= Equity-linked note =

Financial instrument

An equity-linked note (ELN) is a debt instrument, usually a bond issued by a financial institution such as an investment bank or a subsidiary of a commercial bank. ELNs are liabilities of the issuer, but the final payout to the investor is based on an unrelated company's stock price, a stock index or a group of stocks or stock indices. The underlying stocks typically have large market capitalizations. Equity-linked notes are a type of structured product and are often marketed to unsophisticated retail investors.

Equity-linked notes come in various forms, including the following.

==Equity-linked put option==
An equity-linked put option (ELPO) is a structured product composed of a deposit, and a short put option.

The underlying stock, exercise price and maturity date determine the principal and interest of the product. The face value of the product is the exercise price times the trading unit, for example, if the exercise price is $100 and the product is sold at 100 shares per lot, the face value of the product is $10000.

The product is sold at a discount, which is the option premium received by selling the put option. Using the example above, if the option premium is $2 (per share), the product is then sold at $9800.

On the expiry day, if the stock is trading at or above the exercise price, the option is not exercised and the investor receives the full face value of the product. ($10000 in the example). However, if the stock is trading below the exercise price, the investor receives the stock instead.

==Principal-guaranteed notes==
A principal-guaranteed note (PGN) is a structured product composed of a zero-coupon bond and a long option, which may be a call option or put option. The product is principal-protected, i.e. the investor is guaranteed to receive at least 100% of the original amount.

The product is sold at the face value, where the discount on the zero-coupon bond is used to buy an option. If the underlying product goes in favour of the investor, the option is exercised to create additional return.

▶ [RAW DATA]
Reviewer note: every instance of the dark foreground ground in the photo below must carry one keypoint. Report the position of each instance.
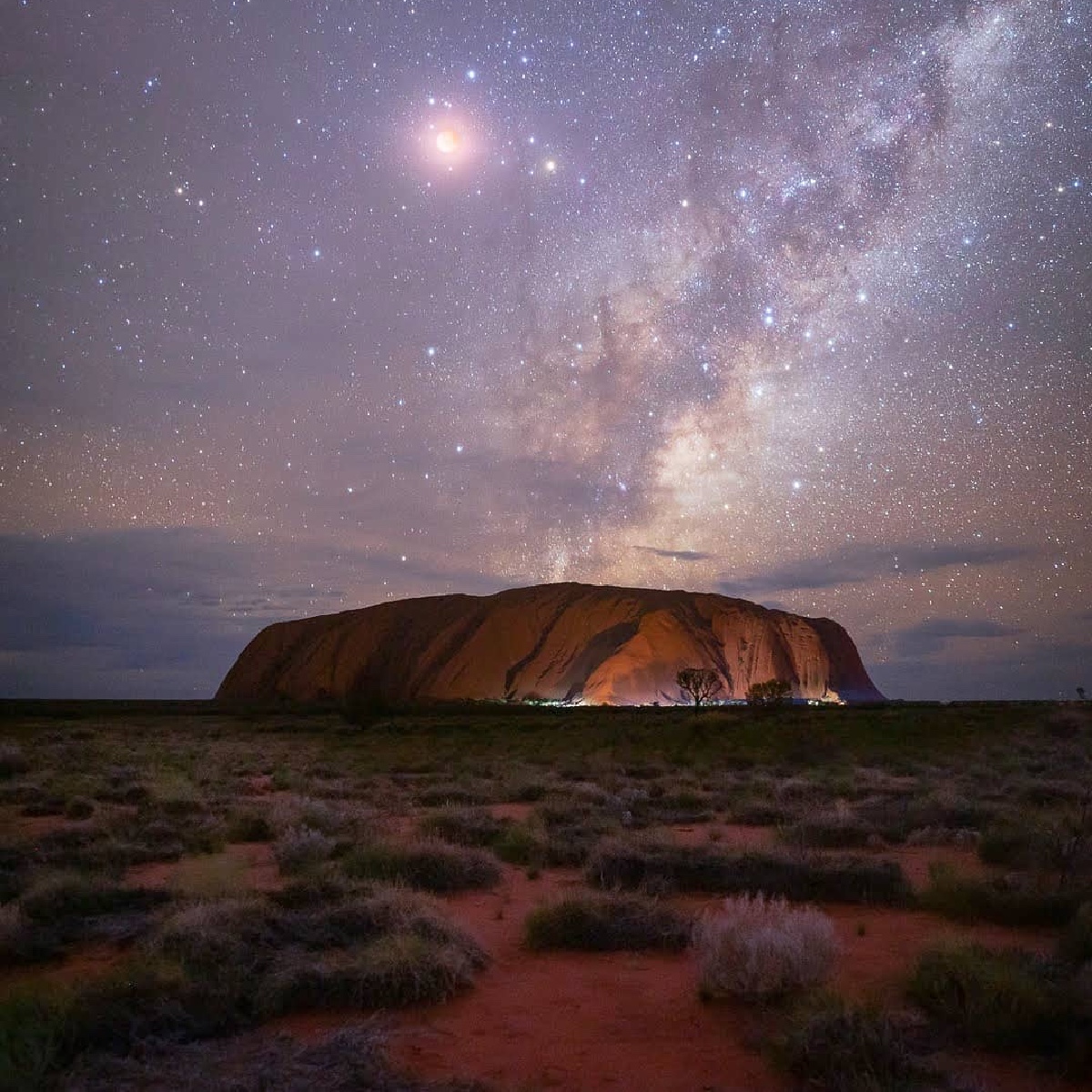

▶ [EXERCISES]
a: According to the equity-linked note text, what two components make up an equity-linked put option?
b: Pick up the equity-linked note text after its final sentence and keep writing it.
The material has no connection to the equity-linked note text.

▶ [RESPONSES TO THE TASKS]
a: A deposit and a short put option.

b:
Usually, the final payout is the amount invested, plus the gain in the underlying stock or index times a note-specific participation rate, which can be more or less than 100%. For example, if the underlying equity gains 50% during the investment period and the participation rate is 80%, the investor receives 1.40 dollars for each dollar invested. If the equity remains unchanged or declines, the investor still receives one dollar per dollar invested (as long as the issuer does not default). Generally, the participation rate is better in longer maturity notes, since the total amount of interest given up by the investor is higher.

==Advantages and disadvantages==
These investments are sometimes marketed as providing higher yields than bonds, but lower risk than stocks. Risks associated with equity-linked notes include:
- Coupon payments are less certain than those associated with a conventional bond, because they are contingent on the performance of the underlying asset. If the underlying asset performs poorly, the coupon payments paid to the investor could be reduced, interrupted or terminated.
- Equity-linked notes may contain relatively high fees which are difficult for investors to identify. An analysis performed by Morningstar, Inc. in 2021 found that the average embedded fee can be as high as 2.9%. Such fees may be deducted from the principal value of the note, in which case the investor would receive less than the face value of the investment at maturity.
- Most equity-linked notes are not liquid, i.e. not traded in secondary markets like conventional bonds or stocks. They are designed to be kept to maturity.
- If the issuer decides to "call", or redeem, the note prior to its maturity, the redemption price may be below the initial amount invested and the investor will not benefit from any future increases in the value of the underlying asset.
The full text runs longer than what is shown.